+++ TEXT PROVIDED

There are three trainings. The first is called Psychological First Aid and is meant to be used in the immediate aftermath of a disaster. The goals are to help reduce initial distress and to stabilize children and families, and to connect them with resources.
The second is called Skills for Psychological Recovery, and that is meant to be used in the weeks and months following a disaster—so typically three months or more after a disaster—to help with ongoing distress that many children and their families experience, and to help to re-form a sense of safety and connection to community.
To find out more about the no-cost trainings, contact Green at jggreen@bu.edu.
The third is called Child-Adult Relationship Enhancement. And that training is for any children—but is particularly useful and helpful for young children—to help strengthen attachment and relationships between children and parents and other caregivers to reduce behavioral concerns and distress following disasters.
We’re disseminating these trainings as broadly as possible and at no cost to any communities, schools, or districts that want them. We’ve been doing the trainings and workshops both in person and virtually. If people are interested in any of those trainings for their community—whether it be at a clinic or a school district—that’s a resource that we would love to share.
It seems like the first training is probably the one that’s most relevant to the moment that we’re in right now. What does that involve?
The steps are focused on immediate support and stabilizing people right after a disaster, so asking them what they need. Often that involves connecting them with immediate resources—it’s not typically about processing deeper feelings, past trauma, or other experiences they’ve had, but it’s about how to manage in that moment and to be connected to resources and to people in their community that can be immediately helpful to them.
Some of the aims are to provide safety and comfort for children and families, to gather information on their current needs, and to use that information to offer practical assistance.
There have been 27 school shootings in the United States already this year. Do you now have to routinely prepare your students, future educators, for the prospect of dealing with an atrocity in their schools?
Unfortunately, we’ve been talking to our teacher preparation students about it for a long time, because this is not new and teachers are concerned about the safety of their students.
Teachers across the country need to walk back into classrooms this morning and be prepared to have conversations with their students about what happened and to support their students. I speak with students in my classes about school safety and about how to respond to trauma when it occurs, and how to open up these conversations with their students in ways that are developmentally appropriate and supportive of their students.
Are there any resources you can share with educators and caregivers who are reading this and feeling overwhelmed by the things that they have to talk to their students about?
The National Association of School Psychologists has some guidelines for how to talk to children about trauma and about school shootings. The other resource I like to share is the National Child Traumatic Stress Network—they have a number of resources that are translated into multiple languages that give guidance to teachers, parents, and other caregivers about how to talk to children about trauma.
Is there anything else from your research or experience or any other resources you’ve drawn from in the past that you’d like to share?
I just want to highlight the need to pay attention to teachers and school staff who are walking back into a workplace where once again they may not feel safe and supported.
For us as a community, and especially as a community of educators, we need to be thinking about how to support our teachers, and more broadly, our school staff who are walking into schools and are having these difficult conversations with children.

++++++
+++ INFORMATION SUPPLIED

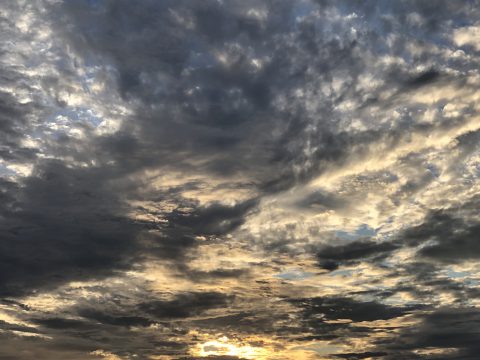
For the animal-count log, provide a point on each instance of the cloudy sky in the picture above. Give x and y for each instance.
(251, 179)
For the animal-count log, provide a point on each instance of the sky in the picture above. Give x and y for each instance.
(239, 179)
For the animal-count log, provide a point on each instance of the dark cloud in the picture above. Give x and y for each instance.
(334, 308)
(263, 96)
(330, 257)
(450, 235)
(185, 305)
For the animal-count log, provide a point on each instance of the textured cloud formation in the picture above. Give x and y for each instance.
(239, 179)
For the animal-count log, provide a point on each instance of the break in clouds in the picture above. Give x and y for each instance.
(227, 179)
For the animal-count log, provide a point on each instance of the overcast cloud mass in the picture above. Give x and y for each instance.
(251, 179)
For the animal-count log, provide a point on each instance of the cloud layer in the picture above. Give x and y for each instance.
(239, 179)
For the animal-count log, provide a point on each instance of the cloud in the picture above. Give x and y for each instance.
(164, 165)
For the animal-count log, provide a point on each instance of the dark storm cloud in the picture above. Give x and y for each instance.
(237, 90)
(450, 235)
(185, 305)
(334, 308)
(330, 257)
(445, 328)
(61, 224)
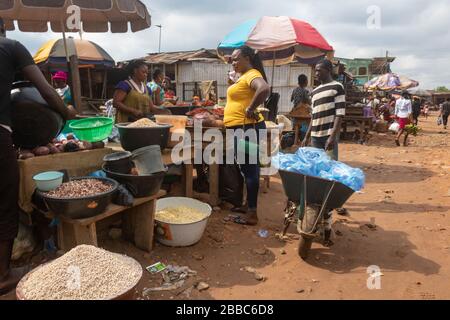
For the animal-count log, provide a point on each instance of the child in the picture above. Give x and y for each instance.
(426, 111)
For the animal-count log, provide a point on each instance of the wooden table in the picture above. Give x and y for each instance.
(138, 226)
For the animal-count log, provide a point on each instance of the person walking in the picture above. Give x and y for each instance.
(14, 57)
(328, 110)
(403, 112)
(445, 112)
(416, 109)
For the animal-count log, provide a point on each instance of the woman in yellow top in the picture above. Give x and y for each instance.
(132, 97)
(243, 97)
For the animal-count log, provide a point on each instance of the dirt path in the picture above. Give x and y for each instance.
(407, 197)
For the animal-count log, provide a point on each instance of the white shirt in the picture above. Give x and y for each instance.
(403, 108)
(6, 127)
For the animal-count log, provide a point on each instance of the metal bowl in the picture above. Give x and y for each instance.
(81, 208)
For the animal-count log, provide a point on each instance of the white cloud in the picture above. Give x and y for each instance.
(415, 31)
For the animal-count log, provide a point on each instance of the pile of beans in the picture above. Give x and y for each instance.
(80, 189)
(85, 273)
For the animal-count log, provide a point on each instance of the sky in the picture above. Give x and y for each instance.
(417, 32)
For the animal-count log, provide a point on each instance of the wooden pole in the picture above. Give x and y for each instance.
(105, 85)
(273, 71)
(76, 83)
(90, 83)
(65, 41)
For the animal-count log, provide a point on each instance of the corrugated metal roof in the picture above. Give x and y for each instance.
(174, 57)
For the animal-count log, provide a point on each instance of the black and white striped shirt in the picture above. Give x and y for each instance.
(328, 101)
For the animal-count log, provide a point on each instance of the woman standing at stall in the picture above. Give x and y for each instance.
(157, 87)
(403, 112)
(132, 98)
(250, 91)
(14, 57)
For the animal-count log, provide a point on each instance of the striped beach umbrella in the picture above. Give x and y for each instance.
(389, 82)
(279, 40)
(52, 54)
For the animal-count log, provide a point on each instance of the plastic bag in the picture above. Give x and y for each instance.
(395, 127)
(316, 163)
(24, 243)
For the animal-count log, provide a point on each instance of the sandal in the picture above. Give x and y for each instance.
(244, 220)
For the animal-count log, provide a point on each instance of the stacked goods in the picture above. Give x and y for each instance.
(412, 129)
(206, 117)
(84, 273)
(80, 189)
(143, 123)
(180, 215)
(70, 144)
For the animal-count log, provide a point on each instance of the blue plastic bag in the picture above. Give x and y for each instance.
(316, 163)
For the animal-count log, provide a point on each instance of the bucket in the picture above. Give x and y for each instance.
(34, 123)
(148, 160)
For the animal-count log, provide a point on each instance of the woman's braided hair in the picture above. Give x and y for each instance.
(255, 59)
(133, 65)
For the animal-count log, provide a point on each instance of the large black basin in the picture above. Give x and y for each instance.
(81, 208)
(139, 186)
(136, 138)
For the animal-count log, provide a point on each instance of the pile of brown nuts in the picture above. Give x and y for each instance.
(80, 189)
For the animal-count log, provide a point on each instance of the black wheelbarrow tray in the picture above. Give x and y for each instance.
(321, 192)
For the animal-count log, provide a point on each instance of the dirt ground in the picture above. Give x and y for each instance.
(407, 197)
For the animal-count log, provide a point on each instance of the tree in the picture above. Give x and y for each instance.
(442, 89)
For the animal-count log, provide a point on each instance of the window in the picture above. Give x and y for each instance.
(362, 71)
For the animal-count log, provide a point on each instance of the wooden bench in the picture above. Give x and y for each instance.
(138, 225)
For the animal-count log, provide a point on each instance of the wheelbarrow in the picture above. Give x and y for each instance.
(309, 199)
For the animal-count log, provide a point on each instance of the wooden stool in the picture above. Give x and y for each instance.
(139, 223)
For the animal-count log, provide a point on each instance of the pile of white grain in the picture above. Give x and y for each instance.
(84, 273)
(180, 215)
(143, 123)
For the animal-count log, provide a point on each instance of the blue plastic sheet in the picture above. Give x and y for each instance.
(316, 163)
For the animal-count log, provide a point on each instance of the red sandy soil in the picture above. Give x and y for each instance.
(407, 197)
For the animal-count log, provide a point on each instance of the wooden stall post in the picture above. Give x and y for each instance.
(76, 83)
(90, 83)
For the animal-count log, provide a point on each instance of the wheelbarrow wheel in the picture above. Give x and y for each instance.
(306, 226)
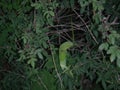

++++++

WORK ORDER A
Duplicate the portion of the interview between "I just want" and "safe and supported.", inclusive.
WORK ORDER B
According to the interview, why have teacher preparation students been hearing about school shootings for a long time?
The listing has no role here.

YOUR SOLUTION A
I just want to highlight the need to pay attention to teachers and school staff who are walking back into a workplace where once again they may not feel safe and supported.

YOUR SOLUTION B
The speaker has been talking with them about it for a long time because school shootings are not new. Teachers are also concerned about the safety of their students.